Tarefas:
• 1. Responda às perguntas seguintes com base na notícia:
(a) Em que mês o embaixador Ivo Jorge Valente apresentou as cartas credenciais?
(b) Em que ano a missão diplomática de Timor Leste em Luanda foi reaberta?
(c) Qual cidade a notícia indica como capital de Timor Leste?
• 2. Imprima da notícia, sem alterações, tudo desde "Em entrevista à" até "proveniente de Angola.".
• 3. Segundo a notícia, com que finalidade foi reaberta a representação diplomática de Timor Leste em Luanda? Responda em uma a três frases.

Excerto do texto:
++++++

NEGóCIOS
Timor Leste abre portas a investidores angolanos
26/01/2026 12h19
Luanda - O embaixador de Timor Leste em Angola, Ivo Jorge Valente, disse que o seu país está de portas abertas para empresários e investidores angolanos e garante facilidades institucionais, cruzando diplomacia económica e língua portuguesa como plataforma comum de negócios.
Em entrevista à agência Lusa, Ivo Jorge Valente, que apresentou as cartas credenciais em Outubro do ano passado, adiantou que a reabertura da representação diplomática de Timor Leste, em Luanda, pretende ser um instrumento de aproximação política e económica entre os dois países.
A missão diplomática, encerrada, em Setembro de 2019, e reaberta, em 2024, visa proteger os interesses do Estado timorense e apoiar os seus cidadãos, mas sobretudo dinamizar a cooperação bilateral, encaminhar investidores e promover ligações com decisores políticos e institucionais em Díli, capital de Timor Leste.
“Convidamos os nossos irmãos e irmãs investidores para visitar o país”, afirmou o diplomata, assegurando que Timor Leste se encontra numa fase activa de construção e desenvolvimento e as autoridades estão preparadas para acolher investimento estrangeiro, em particular proveniente de Angola.

++++++

Conjunto de dados:
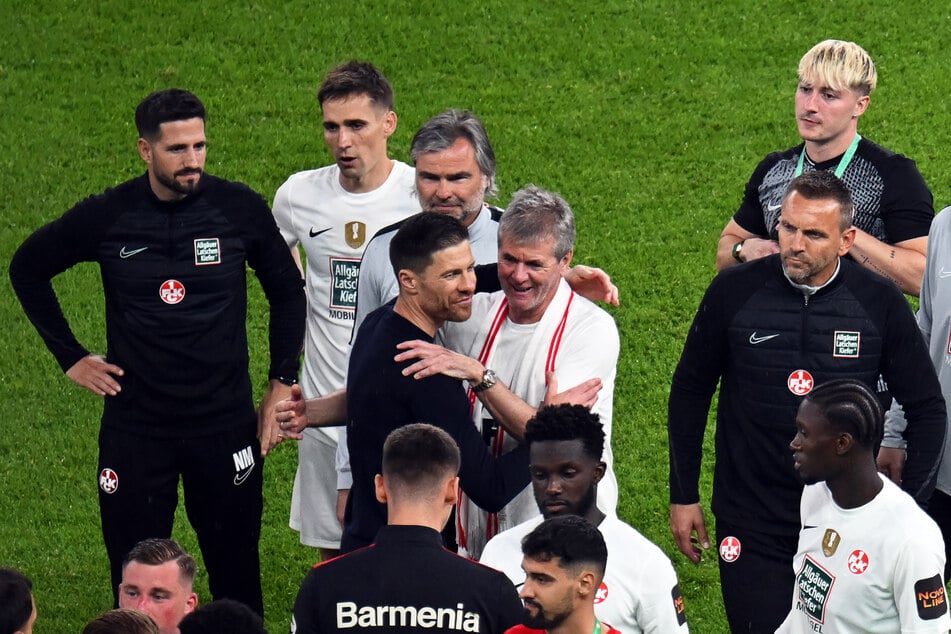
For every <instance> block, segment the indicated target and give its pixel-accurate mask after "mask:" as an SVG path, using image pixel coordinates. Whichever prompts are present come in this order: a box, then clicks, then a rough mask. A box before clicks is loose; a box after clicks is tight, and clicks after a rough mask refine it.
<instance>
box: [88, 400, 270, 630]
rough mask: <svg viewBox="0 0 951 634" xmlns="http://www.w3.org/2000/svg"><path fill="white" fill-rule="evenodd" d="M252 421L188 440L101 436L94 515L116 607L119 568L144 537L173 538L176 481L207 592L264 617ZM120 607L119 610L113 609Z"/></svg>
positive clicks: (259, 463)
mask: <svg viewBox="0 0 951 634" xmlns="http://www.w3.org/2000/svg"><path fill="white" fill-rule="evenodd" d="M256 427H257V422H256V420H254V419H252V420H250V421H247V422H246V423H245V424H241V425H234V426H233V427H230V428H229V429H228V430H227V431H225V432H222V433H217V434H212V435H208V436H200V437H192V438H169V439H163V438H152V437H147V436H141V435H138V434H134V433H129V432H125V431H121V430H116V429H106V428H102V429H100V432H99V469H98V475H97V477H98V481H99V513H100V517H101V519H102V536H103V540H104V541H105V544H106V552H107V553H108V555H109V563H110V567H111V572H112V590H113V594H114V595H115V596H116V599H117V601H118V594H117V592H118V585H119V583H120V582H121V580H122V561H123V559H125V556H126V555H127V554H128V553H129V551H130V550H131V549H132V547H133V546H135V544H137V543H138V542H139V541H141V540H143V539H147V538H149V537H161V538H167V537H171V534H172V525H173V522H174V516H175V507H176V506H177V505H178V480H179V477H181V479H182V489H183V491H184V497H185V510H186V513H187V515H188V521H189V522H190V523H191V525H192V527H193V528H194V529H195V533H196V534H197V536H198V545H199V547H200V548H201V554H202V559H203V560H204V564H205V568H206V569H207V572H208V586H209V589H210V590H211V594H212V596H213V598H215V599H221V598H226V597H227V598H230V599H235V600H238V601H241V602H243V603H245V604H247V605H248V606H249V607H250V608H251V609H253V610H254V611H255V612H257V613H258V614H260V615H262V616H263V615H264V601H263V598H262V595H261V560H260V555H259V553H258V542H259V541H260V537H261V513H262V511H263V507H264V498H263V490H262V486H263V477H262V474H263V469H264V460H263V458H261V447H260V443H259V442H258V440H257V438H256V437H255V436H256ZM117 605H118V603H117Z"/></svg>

++++++

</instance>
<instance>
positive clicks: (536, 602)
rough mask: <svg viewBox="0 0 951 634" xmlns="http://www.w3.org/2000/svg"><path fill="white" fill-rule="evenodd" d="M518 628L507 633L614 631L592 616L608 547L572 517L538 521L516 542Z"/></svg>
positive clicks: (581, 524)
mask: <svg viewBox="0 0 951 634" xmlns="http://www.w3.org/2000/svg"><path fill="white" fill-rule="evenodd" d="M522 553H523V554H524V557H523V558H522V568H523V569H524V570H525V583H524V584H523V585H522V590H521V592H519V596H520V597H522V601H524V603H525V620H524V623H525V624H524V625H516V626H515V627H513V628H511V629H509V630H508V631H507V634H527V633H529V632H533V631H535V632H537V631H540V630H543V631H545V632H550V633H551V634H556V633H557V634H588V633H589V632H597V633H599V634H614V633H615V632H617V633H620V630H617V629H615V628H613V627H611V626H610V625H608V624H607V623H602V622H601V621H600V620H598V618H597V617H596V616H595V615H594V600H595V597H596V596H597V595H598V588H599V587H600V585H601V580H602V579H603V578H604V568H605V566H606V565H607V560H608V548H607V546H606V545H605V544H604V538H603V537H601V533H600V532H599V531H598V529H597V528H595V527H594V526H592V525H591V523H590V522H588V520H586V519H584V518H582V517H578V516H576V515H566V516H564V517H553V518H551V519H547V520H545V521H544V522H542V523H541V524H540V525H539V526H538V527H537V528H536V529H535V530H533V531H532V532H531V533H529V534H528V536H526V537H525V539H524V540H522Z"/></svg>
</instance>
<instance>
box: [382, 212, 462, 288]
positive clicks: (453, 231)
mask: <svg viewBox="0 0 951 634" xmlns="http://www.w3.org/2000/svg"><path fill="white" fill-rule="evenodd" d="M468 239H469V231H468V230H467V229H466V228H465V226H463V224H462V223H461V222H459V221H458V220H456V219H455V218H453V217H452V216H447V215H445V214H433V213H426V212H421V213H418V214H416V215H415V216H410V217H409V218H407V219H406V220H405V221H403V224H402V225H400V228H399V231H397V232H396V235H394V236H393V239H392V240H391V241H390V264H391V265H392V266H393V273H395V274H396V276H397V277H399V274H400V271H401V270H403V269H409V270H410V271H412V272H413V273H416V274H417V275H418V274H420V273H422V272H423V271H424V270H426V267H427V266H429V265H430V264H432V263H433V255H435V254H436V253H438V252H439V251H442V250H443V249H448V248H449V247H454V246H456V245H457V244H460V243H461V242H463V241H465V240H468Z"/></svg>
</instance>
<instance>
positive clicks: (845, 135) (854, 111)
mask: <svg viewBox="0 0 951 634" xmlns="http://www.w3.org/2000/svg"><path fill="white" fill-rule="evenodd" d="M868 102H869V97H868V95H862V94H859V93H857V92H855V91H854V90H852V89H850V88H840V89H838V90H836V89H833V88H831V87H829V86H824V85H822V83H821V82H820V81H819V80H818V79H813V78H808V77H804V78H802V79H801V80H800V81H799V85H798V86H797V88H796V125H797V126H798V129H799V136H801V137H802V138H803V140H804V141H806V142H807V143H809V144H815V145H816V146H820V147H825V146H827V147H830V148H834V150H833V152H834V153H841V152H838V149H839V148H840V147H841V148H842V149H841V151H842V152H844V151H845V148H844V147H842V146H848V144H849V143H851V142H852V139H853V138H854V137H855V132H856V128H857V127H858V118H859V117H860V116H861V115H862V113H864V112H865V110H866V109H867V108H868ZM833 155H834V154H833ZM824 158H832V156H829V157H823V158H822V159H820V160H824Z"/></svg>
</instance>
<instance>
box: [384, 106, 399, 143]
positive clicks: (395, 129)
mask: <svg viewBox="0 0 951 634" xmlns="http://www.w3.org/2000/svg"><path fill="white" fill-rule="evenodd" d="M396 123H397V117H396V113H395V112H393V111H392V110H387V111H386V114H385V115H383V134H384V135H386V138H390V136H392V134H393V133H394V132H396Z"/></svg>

++++++

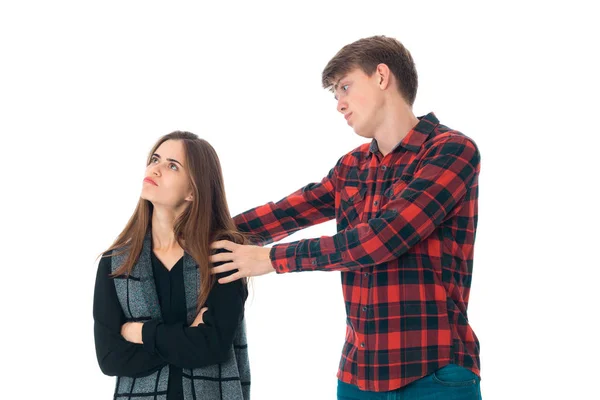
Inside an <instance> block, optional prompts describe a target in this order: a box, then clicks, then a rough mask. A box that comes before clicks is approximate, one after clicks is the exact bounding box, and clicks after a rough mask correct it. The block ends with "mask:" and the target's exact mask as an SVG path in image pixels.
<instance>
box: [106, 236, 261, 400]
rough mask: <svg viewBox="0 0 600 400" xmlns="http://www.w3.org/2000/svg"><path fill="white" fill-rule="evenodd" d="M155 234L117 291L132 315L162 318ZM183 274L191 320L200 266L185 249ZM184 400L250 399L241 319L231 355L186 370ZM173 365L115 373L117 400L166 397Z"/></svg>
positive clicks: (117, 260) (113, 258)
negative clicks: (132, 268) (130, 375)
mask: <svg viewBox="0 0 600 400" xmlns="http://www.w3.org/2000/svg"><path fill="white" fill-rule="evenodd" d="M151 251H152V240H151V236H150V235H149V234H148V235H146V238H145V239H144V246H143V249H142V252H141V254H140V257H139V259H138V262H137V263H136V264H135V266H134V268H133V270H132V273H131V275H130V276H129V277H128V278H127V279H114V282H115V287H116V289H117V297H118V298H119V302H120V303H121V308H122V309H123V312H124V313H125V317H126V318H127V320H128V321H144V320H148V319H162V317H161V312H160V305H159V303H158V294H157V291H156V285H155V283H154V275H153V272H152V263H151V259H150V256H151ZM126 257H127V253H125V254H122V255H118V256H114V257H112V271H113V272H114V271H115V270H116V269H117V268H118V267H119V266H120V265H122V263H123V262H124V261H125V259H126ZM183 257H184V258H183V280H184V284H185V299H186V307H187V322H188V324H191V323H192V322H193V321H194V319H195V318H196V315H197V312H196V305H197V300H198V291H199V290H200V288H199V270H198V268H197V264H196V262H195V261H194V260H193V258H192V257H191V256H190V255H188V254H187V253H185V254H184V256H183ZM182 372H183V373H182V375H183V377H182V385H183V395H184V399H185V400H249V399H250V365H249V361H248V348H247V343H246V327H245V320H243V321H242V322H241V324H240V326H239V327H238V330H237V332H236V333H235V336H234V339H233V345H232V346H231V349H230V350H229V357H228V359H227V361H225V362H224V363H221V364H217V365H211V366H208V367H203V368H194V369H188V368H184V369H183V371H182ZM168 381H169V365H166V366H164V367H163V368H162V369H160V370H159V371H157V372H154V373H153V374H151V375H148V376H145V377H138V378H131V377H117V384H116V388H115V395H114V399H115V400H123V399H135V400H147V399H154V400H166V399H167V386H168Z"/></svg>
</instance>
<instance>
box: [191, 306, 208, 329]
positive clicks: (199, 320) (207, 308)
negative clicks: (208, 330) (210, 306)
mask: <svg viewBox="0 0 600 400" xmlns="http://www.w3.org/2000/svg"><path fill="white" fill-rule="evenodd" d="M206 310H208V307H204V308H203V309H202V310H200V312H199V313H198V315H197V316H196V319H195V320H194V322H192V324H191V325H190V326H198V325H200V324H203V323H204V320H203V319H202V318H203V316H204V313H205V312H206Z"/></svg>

++++++

Respostas por tarefa:
• 1.
(a) Em Outubro do ano passado.
(b) Em 2024.
(c) Díli.

• 2.
Em entrevista à agência Lusa, Ivo Jorge Valente, que apresentou as cartas credenciais em Outubro do ano passado, adiantou que a reabertura da representação diplomática de Timor Leste, em Luanda, pretende ser um instrumento de aproximação política e económica entre os dois países.
A missão diplomática, encerrada, em Setembro de 2019, e reaberta, em 2024, visa proteger os interesses do Estado timorense e apoiar os seus cidadãos, mas sobretudo dinamizar a cooperação bilateral, encaminhar investidores e promover ligações com decisores políticos e institucionais em Díli, capital de Timor Leste.
“Convidamos os nossos irmãos e irmãs investidores para visitar o país”, afirmou o diplomata, assegurando que Timor Leste se encontra numa fase activa de construção e desenvolvimento e as autoridades estão preparadas para acolher investimento estrangeiro, em particular proveniente de Angola.

• 3. A reabertura pretende ser um instrumento de aproximação política e económica entre Timor Leste e Angola. A missão visa proteger os interesses do Estado timorense e apoiar os seus cidadãos. Visa sobretudo dinamizar a cooperação bilateral, encaminhar investidores e promover ligações com decisores políticos e institucionais em Díli.